--- MATERIAL PROVIDED ---

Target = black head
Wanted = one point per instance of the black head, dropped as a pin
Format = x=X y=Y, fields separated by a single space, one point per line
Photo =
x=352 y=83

---
--- MATERIAL PROVIDED ---

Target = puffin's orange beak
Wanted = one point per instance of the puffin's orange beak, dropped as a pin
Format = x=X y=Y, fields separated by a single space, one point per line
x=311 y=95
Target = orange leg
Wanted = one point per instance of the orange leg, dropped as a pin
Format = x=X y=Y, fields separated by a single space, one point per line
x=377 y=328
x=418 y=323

---

Retype the rows from the line containing "Target = orange leg" through the line containing "x=418 y=323", including both of those lines.

Target = orange leg
Wanted = one point per instance of the orange leg, dropped as a pin
Format = x=X y=Y, fields separated by a single space, one point per line
x=377 y=328
x=418 y=323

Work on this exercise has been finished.